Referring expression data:
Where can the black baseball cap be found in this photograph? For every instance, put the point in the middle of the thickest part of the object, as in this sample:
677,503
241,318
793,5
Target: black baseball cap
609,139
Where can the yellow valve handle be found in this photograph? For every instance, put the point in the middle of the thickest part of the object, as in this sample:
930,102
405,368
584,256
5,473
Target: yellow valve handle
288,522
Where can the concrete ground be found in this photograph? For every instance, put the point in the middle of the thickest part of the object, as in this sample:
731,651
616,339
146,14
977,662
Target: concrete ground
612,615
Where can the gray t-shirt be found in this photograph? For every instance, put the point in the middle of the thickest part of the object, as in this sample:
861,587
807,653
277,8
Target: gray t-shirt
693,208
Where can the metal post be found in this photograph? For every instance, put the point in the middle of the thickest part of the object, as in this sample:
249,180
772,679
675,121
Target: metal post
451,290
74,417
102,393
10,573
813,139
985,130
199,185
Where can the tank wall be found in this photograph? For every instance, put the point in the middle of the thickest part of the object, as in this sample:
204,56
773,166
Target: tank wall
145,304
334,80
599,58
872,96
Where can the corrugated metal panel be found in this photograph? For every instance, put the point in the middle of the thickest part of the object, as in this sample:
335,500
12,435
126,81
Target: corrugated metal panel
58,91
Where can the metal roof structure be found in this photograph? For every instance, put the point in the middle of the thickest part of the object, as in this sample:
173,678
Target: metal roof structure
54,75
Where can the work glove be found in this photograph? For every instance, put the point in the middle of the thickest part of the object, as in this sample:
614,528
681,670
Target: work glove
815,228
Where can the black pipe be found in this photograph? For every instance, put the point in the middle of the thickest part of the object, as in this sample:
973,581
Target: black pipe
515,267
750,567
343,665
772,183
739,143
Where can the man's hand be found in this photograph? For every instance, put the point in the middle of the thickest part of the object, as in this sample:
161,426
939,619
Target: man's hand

--- EXERCISE DIRECTIONS ---
Nothing may be dropped or altered; repeat every record in full.

--- RESULT OF THE EXERCISE ---
Where can the black baseball cap be found in this photograph? For every instance, put the point in the middle of the thickest part of the object, as in this sample:
677,503
241,318
793,5
Target: black baseball cap
609,139
Where can the yellow valve handle be found in this photograph? For every instance, put the point in the middle of the thickest part of the object, as in this sample:
930,102
405,368
584,256
5,473
Target: yellow valve handle
288,522
Where can the concrete ground be found in this photograph? For every instance, put the point in the middle of the thickest part of the object, as in this sample:
731,651
616,339
146,14
977,662
Target: concrete ground
612,615
Where can the gray t-shirt be found in this photograph? For every instance, put the point in the middle of the thickest part of the object, as in this sample:
861,587
807,653
277,8
Target: gray t-shirt
693,208
Where can the metal post be found in this photograph? For every instance, put the point in the middle of the thickest part of the object, as in this sample:
249,180
772,679
675,121
Target: metal post
451,290
74,417
102,393
10,573
813,139
985,130
199,185
Where can the tank wall be found in this photograph? For every instance, put the point in the middle of the thickest part of the object, as in this sample:
204,56
773,166
Target: tank wall
145,304
334,80
599,58
872,96
Where can the corrugated metal panel be found in this photograph? For every instance, put the point in the middle of the thickest part of the object, as in this sample:
335,500
12,435
126,81
Target: corrugated metal panel
58,91
Where can the metal roof structure be found in this photograph? For every instance, put the point in the middle of the thickest part of the object, as in this sample:
173,678
Target: metal roof structure
54,75
Where can the work glove be found in this photograph? For every instance, put the point in the middle of the thickest part of the object, as in this sample:
614,528
681,670
Target: work glove
815,228
Where can the black pipe be found in this photograph? For every instance, put the point in the middle of the thickest part of the object, as in this sample:
973,581
Target: black pipe
515,267
750,567
343,665
772,183
739,143
Where can the man's hand be found in this photograph? For every instance, put the point in the middle of the thickest part of the object, as in this sample:
161,426
939,619
Target: man's hand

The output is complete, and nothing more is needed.